** BEGIN Data rows **
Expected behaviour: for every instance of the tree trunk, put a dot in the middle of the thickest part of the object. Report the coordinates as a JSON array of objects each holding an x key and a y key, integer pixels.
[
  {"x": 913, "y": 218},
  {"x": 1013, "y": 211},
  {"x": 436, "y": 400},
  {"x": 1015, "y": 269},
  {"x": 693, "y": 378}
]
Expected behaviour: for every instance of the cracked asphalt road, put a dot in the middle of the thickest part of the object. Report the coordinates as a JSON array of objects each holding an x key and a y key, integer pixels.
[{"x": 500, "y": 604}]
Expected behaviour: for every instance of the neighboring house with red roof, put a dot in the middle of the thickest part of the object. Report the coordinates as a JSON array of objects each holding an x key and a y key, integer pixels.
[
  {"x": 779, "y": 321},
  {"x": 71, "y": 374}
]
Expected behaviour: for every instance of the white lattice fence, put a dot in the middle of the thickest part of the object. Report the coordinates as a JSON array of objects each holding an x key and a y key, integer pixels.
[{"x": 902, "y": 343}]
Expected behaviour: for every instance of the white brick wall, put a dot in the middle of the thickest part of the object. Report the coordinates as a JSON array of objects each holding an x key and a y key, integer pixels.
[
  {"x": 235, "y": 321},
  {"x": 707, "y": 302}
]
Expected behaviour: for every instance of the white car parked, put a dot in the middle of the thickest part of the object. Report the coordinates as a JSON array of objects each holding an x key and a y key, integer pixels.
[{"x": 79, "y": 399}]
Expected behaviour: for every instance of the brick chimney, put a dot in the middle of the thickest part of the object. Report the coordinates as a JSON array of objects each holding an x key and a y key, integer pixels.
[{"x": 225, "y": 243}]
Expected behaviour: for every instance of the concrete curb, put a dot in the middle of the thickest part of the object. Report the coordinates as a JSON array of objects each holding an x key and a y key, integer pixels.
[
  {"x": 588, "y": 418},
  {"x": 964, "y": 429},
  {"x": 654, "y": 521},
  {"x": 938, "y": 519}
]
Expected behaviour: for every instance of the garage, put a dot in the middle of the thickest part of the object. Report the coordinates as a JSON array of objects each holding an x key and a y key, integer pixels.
** END Data rows **
Write out each line of the data above again, exactly as given.

● **Output**:
Expected behaviour: for every instance of the tree trunk, put a dot in the middle of the thickest part of the object. Report the coordinates as a JSON array of objects each holding an x key and a y key, integer pixels.
[
  {"x": 913, "y": 218},
  {"x": 1013, "y": 211},
  {"x": 436, "y": 400},
  {"x": 1015, "y": 269},
  {"x": 693, "y": 378}
]
Expected behaviour: for every instance of the cracked asphalt road, put a dot in the middle of the thickest part of the object. Report the coordinates as a JSON array of objects each holding an x key and a y key, integer pixels.
[{"x": 500, "y": 604}]
Expected behaviour: for every instance of the neighboring house with red roof, put a dot in the middle of the thickest part of the object. Report the coordinates as a JSON array of objects each holding an x key and a y key, integer pixels.
[
  {"x": 779, "y": 321},
  {"x": 71, "y": 374}
]
Expected behaviour: for every instance of the white lattice fence, put a dot in the middle of the thickest part of the object. Report the coordinates as a JSON array of objects each holding an x key and a y key, integer pixels.
[{"x": 902, "y": 343}]
Expected behaviour: for every instance of the white brick wall, put a dot in the middle of the thickest part of the object. Report the coordinates as a JSON array of objects each holding an x key and a y key, integer pixels.
[
  {"x": 235, "y": 321},
  {"x": 707, "y": 302}
]
Expected behaviour: for every instance of the white car parked, put a dot in the middle of the thickest part of the object. Report the coordinates as a JSON array of objects each holding an x key and a y key, integer pixels.
[{"x": 79, "y": 399}]
Expected behaviour: for every instance of the brick chimney, put a dot in the middle of the thickest part of the object. Report the coordinates as a JSON array of objects each holding an x key and a y key, integer pixels.
[{"x": 225, "y": 243}]
Expected behaviour: for every instance of the concrete curb, put a dot in the middle of the thickest part of the object. Report the coordinates as a JSON array of objects each holding an x key and a y key, integer pixels.
[
  {"x": 588, "y": 418},
  {"x": 964, "y": 429},
  {"x": 654, "y": 521},
  {"x": 938, "y": 519}
]
Expected behaviour: for every instance of the garage, put a dot in the middle of the thickest part of the object. Report the coordinates as a JSON array of objects each holding an x key and a y key, integer pixels.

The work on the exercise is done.